* [REQUIREMENTS]:
Return the following listing line for line, with no changes, and leave out the pictures.

Object point labels:
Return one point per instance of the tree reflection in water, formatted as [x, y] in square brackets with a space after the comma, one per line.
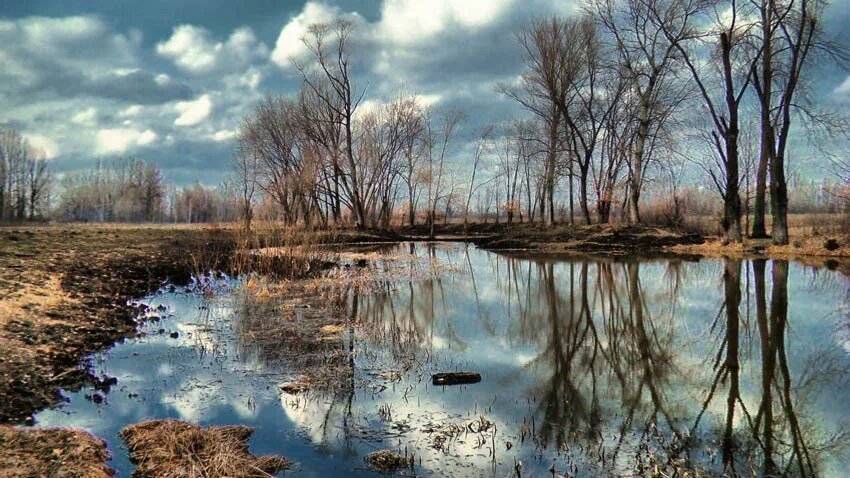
[619, 369]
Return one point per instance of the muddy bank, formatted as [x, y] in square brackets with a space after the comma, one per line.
[59, 453]
[598, 238]
[64, 293]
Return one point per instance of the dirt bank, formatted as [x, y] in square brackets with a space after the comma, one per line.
[58, 453]
[608, 238]
[64, 292]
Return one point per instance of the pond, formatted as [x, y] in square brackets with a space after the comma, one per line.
[589, 366]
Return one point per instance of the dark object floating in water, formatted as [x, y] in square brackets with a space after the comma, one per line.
[455, 378]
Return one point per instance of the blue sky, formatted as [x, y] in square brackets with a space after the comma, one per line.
[170, 81]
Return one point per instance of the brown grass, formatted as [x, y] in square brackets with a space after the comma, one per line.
[57, 453]
[173, 448]
[63, 295]
[388, 461]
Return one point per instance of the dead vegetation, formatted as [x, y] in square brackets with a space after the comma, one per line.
[61, 453]
[64, 293]
[173, 448]
[388, 461]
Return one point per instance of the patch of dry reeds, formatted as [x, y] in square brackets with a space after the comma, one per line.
[173, 448]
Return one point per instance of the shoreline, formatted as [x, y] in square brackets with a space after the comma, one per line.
[66, 288]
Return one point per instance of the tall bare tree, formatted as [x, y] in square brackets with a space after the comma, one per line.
[727, 76]
[650, 63]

* [EXERCISE ANSWER]:
Return one point per instance of the tree reflection in water, formatted as [x, y] in square brackets with a space after the comma, one per line.
[619, 369]
Return one point per instance of the muddy bank, formatted as [x, y] in square brackets with a space after the comma, one per line.
[59, 453]
[598, 238]
[64, 293]
Return one point per instance of the dirt bank, formatted as [x, y] in square brackets with a space after the comma, one per line.
[58, 453]
[608, 238]
[64, 292]
Return one point per instance of the pond, formatted as [x, y] in square brackets with a space after the comma, one per line.
[589, 366]
Return one point per instance of the dark object floating in water, formatted as [x, y] in square brackets with a space after the comma, one per line.
[455, 378]
Return one point per instance of the blue sky, formatted as [x, y] in square brackets with a space after the comma, one per line.
[170, 81]
Return one point per instance of the brown grass, formatted as [x, y] in square brackets with a space after the comma, one per line.
[57, 453]
[173, 448]
[63, 295]
[388, 461]
Return one point per instance of the dead vegetation, formatted as [x, y] in square brackets with a space after the comma, one per line.
[61, 453]
[64, 293]
[173, 448]
[388, 461]
Return one point per instance of the patch of dry reeds, formatted as [x, y] in square brackets with a space after the comma, one per line.
[173, 448]
Return one point per instance of the shoreline, formatted as [x, y] in square brackets with a space after the comma, one per line.
[66, 288]
Return one point per instance of the tall bare tree, formatted as [x, y] in square brackets with a space after the comma, one per line.
[727, 76]
[650, 63]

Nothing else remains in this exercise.